§ Data entries:
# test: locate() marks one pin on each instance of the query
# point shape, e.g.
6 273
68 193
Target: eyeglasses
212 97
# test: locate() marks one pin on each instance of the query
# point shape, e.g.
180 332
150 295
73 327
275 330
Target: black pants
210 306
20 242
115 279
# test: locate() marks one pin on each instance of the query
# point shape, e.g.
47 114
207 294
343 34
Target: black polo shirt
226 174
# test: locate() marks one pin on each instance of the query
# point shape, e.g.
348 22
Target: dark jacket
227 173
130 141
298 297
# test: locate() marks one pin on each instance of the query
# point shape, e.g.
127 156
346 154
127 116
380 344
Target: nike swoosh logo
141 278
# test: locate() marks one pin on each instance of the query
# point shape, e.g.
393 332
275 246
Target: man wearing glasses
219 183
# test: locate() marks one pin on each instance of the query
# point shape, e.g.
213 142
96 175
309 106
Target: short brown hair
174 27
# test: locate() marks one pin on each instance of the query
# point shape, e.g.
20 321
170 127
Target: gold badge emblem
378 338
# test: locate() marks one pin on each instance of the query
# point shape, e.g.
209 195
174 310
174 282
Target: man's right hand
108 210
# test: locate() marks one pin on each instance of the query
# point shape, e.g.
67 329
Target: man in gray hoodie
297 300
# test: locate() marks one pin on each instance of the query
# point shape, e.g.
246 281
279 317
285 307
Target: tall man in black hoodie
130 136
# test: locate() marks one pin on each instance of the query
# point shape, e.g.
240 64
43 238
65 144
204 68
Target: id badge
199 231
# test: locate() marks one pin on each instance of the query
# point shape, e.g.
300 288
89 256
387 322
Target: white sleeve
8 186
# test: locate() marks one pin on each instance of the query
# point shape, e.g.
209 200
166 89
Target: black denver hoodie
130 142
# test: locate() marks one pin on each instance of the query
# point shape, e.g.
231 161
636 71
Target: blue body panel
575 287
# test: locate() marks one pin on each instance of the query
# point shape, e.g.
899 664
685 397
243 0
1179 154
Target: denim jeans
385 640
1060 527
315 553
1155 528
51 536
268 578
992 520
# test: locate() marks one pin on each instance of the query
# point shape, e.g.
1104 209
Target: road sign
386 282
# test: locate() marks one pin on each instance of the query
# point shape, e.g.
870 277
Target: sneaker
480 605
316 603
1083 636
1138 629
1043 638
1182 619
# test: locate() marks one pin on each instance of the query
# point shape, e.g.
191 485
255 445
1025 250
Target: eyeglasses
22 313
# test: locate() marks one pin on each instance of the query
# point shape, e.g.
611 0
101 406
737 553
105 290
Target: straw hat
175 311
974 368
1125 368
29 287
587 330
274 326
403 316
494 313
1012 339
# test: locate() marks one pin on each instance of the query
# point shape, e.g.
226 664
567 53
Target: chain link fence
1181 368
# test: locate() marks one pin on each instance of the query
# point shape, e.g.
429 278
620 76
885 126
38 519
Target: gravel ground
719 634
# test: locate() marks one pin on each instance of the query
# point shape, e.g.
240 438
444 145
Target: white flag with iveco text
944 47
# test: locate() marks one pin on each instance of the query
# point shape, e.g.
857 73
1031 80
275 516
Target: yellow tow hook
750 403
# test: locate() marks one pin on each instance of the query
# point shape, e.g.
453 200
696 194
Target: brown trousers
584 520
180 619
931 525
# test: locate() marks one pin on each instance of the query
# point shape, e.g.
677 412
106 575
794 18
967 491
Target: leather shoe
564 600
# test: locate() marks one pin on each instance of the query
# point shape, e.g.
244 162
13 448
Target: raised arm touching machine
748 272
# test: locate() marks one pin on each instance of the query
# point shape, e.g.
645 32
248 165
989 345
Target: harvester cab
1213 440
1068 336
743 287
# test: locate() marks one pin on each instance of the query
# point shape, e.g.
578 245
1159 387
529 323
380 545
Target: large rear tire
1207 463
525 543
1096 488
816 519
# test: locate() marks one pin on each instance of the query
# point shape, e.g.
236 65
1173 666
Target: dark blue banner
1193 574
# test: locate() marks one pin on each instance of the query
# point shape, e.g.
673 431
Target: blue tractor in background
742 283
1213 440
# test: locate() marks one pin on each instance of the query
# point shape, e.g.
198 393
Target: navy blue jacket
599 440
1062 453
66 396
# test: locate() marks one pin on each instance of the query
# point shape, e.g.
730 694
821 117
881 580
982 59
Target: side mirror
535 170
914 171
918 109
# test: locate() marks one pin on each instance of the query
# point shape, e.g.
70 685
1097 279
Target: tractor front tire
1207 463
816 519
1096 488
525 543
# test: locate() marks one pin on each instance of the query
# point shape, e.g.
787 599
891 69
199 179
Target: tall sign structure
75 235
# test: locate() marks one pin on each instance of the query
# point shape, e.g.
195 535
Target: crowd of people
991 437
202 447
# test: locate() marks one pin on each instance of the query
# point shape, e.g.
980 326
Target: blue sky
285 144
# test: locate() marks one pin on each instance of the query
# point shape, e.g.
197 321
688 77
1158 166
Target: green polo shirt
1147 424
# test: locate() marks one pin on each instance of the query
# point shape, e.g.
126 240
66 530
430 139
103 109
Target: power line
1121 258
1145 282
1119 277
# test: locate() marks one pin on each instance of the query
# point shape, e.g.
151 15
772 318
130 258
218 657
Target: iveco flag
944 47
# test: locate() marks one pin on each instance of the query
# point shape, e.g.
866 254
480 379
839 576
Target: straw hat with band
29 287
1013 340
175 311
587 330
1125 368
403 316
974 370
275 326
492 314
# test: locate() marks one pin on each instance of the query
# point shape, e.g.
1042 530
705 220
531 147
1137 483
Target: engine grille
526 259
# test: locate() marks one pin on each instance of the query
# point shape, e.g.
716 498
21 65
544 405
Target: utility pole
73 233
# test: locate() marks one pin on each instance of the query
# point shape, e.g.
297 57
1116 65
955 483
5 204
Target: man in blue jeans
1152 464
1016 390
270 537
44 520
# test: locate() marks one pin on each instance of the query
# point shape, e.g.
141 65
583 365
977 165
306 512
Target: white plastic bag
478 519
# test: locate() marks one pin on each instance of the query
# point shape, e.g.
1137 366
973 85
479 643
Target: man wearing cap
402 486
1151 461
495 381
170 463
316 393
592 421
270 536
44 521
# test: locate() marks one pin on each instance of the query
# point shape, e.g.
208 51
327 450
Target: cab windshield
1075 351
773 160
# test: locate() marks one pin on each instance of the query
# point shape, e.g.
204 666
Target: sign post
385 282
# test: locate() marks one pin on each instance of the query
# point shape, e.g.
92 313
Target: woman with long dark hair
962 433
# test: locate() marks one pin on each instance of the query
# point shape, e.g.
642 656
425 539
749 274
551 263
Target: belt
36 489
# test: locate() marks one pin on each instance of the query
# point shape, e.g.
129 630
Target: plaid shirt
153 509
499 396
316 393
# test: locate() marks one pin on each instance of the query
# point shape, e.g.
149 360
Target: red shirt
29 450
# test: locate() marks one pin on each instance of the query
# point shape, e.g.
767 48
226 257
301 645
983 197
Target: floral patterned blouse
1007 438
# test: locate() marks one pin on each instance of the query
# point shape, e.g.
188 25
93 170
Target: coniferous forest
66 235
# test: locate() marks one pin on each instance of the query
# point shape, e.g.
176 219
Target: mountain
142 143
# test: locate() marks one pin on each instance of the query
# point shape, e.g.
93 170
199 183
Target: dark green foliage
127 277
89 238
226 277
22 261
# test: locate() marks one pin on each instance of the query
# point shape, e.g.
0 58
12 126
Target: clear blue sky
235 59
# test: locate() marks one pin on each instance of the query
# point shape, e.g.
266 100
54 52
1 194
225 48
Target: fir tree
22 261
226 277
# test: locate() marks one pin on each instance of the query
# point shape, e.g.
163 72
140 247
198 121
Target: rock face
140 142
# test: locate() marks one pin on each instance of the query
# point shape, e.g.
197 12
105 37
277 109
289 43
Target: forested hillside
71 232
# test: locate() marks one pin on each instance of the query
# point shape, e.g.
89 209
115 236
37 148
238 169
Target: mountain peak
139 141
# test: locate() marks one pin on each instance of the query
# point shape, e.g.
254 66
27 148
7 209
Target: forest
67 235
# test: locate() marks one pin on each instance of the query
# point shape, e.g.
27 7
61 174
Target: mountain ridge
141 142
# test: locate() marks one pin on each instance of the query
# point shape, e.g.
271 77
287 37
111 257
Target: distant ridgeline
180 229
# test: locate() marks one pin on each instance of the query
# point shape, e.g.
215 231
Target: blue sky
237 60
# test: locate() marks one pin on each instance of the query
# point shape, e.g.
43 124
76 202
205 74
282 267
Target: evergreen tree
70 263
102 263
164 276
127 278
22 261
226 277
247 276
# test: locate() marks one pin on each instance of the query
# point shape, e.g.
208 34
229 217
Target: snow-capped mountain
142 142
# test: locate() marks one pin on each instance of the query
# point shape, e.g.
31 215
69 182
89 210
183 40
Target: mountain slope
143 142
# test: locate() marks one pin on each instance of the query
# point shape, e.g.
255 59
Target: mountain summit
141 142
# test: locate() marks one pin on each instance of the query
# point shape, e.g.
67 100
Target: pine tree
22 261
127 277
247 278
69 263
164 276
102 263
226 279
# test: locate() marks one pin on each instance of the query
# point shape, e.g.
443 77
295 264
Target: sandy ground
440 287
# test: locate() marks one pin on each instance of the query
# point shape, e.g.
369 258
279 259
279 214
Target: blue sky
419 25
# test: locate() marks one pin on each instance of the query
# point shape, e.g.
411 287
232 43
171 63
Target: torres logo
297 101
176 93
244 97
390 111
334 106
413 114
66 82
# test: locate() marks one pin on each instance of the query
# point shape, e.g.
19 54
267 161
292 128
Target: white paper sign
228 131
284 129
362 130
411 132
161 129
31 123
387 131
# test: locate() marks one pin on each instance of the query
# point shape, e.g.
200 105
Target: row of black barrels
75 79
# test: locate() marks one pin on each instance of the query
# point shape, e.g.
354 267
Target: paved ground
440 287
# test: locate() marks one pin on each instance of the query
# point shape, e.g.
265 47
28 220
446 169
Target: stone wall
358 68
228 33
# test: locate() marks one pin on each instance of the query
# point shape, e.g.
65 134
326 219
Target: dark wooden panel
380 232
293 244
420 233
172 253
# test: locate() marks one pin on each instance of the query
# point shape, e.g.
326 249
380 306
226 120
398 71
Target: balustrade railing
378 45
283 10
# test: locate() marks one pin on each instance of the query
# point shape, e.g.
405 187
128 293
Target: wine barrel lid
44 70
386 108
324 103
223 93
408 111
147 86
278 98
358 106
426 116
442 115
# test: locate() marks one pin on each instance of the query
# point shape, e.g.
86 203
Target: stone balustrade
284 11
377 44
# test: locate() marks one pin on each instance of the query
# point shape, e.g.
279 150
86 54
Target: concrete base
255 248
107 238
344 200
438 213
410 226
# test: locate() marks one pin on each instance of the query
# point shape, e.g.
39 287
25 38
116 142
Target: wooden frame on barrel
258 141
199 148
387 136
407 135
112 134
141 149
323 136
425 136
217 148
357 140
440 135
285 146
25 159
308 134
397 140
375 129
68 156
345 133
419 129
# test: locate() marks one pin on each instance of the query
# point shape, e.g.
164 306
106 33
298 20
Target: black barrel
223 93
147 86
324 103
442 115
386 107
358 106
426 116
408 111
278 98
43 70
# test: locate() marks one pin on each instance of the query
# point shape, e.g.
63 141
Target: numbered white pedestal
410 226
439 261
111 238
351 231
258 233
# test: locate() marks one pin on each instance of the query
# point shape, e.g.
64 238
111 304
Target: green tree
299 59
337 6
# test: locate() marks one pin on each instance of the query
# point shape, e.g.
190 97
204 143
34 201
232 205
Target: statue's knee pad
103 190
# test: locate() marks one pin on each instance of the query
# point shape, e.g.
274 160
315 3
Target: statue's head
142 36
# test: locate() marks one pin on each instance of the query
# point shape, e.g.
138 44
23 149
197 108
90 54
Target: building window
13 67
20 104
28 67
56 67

§ Work to complete: Show every line above that contains the word "jacket".

§ Reply:
Target: dark jacket
Target: navy blue jacket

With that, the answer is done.